======== PROVIDED TEXT
Hungarian-British actress (1927–1998)

Éva Márta Szőke Ivanovics (18 June 1927 – 1 August 1998), known professionally as Eva Bartok, was a Hungarian-British actress. She began acting in films in 1950, and her last credited appearance was in 1966. She acted in more than 40 American, British, German, Hungarian, French, and Israeli films. She is best known for appearances in Blood and Black Lace, The Crimson Pirate, Operation Amsterdam, and Ten Thousand Bedrooms.

==Early life==
Bartok was born Éva Márta Szőke Ivanovics in Kecskemét, Hungary, to a Jewish father and a Catholic mother. As a young child, she performed in school productions from the age of six, and later in charity events and for wounded soldiers during the Second World War.

Following the outbreak of the war, her father stayed in Budapest. Bartok and her mother moved to live in Kecskemét, to the south of the city, where her mother had relatives. Her father would visit them on Sundays, but later disappeared without a trace during the Nazi period.

To avoid persecution as the daughter of a Jewish father, the teenage Bartok was forced aged 15 to gain protection by marrying Géza Kovács, a Hungarian officer who had Nazi connections.

Kovács disappeared following the occupation of Hungary by the Communists. Bartok was able to get her marriage annulled, on the grounds of coercion of a minor.

==Career==
Following the end of the Second World War, Bartok decided to enter the acting profession, and successfully sat an examination at the Drama Centre in Budapest. One of the examiners was the director of the prominent Belvárosi Szinház theatre, and he was impressed enough to, in 1945, offer Bartok a three-year contract. She made her professional debut in a performance of J. B. Priestley's A Conway család (Time and the Conways), which ran at the Belvárosi Szinház for three months. She also performed at the Nemzeti Kamara in 1947.
She then performed in Gáspár Margit's Új Isten Thébában (New God in Thebes) in 1946, followed by Áron Tamási's drama Hullámzó vőlegény in 1947, George Bernard Shaw's Androkles és az oroszlánok (Androcles and the Lion), and Jean-Paul Sartre's A tisztességtudó utcalány (The Respectful Prostitute).

She first appeared in front of the camera in the 1947 Hungarian film Prophet of the Fields which was banned by the communist censors for political reasons.
================
Please name the play in which Eva Bartok made her professional debut, according to the biography above.
======== SOURCE MATERIAL
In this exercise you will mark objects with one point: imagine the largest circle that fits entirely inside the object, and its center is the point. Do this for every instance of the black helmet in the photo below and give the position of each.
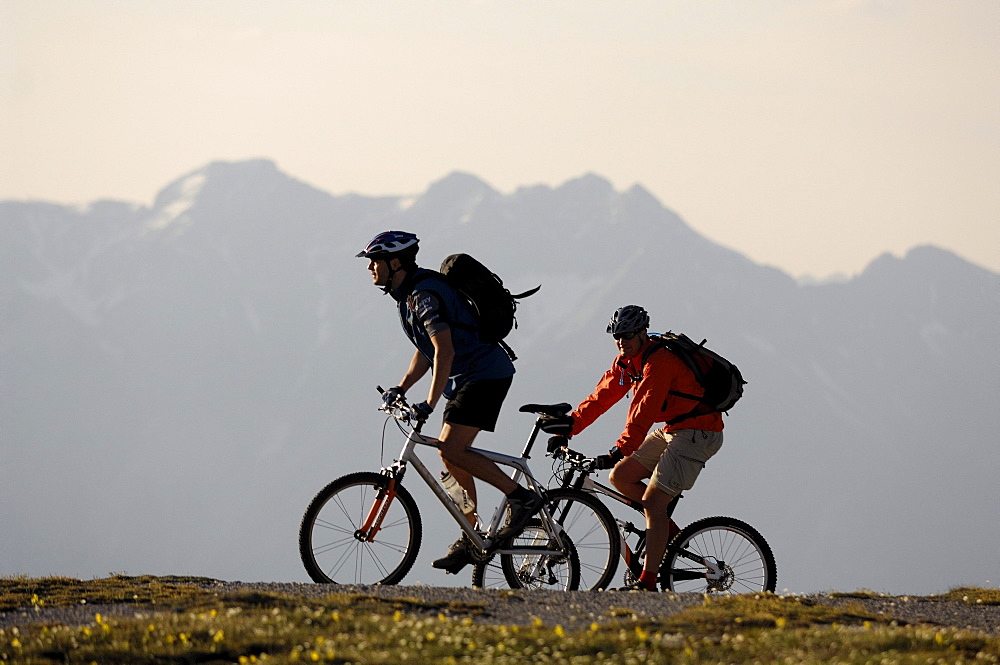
================
WRITTEN RESPONSE
J. B. Priestley's A Conway család (Time and the Conways).